Excerpts from point annotation data |
..............................

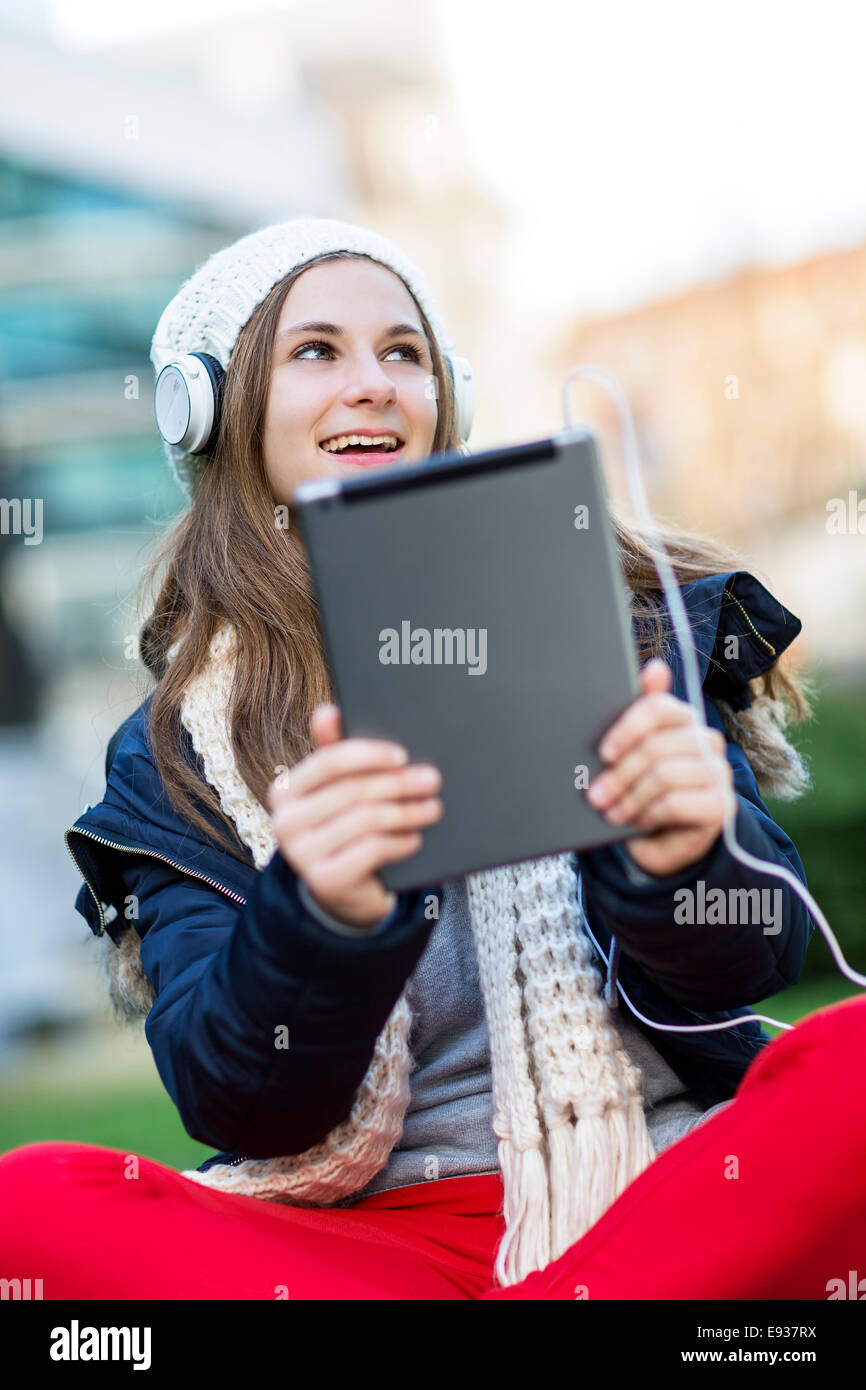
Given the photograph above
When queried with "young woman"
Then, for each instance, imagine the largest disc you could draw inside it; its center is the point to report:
(444, 1093)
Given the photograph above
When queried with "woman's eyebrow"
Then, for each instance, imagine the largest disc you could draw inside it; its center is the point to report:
(335, 331)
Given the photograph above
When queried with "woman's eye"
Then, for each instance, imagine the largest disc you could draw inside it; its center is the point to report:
(407, 348)
(413, 352)
(312, 348)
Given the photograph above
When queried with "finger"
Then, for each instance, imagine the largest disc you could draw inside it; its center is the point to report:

..............................

Could you recast every line of the records above as a JSON list of strings, one string per line, skipping blank lines? Leave the pictures out.

[
  "Given the photograph above",
  "When queried with \"young woman\"",
  "Then, for each instance, imagine the largest disc you could draw inside it; its center is the point to report:",
  "(444, 1093)",
  "Given the photograph above",
  "When queried with \"woman's eyebrow\"",
  "Then, for each instance, imagine the largest disc you could draw inside it; its center is the point to report:",
  "(335, 331)",
  "Given the photograph above",
  "When queried with \"woman's eye\"",
  "Then, for each instance, imagine the largest disc you could draw inside it; its center is the point to report:",
  "(407, 348)",
  "(413, 352)",
  "(312, 348)",
  "Given the photograph above",
  "When queried with \"finger\"",
  "Then, for each instance, imagine the largest disc you could draw inside it; its center is the point to report:"
]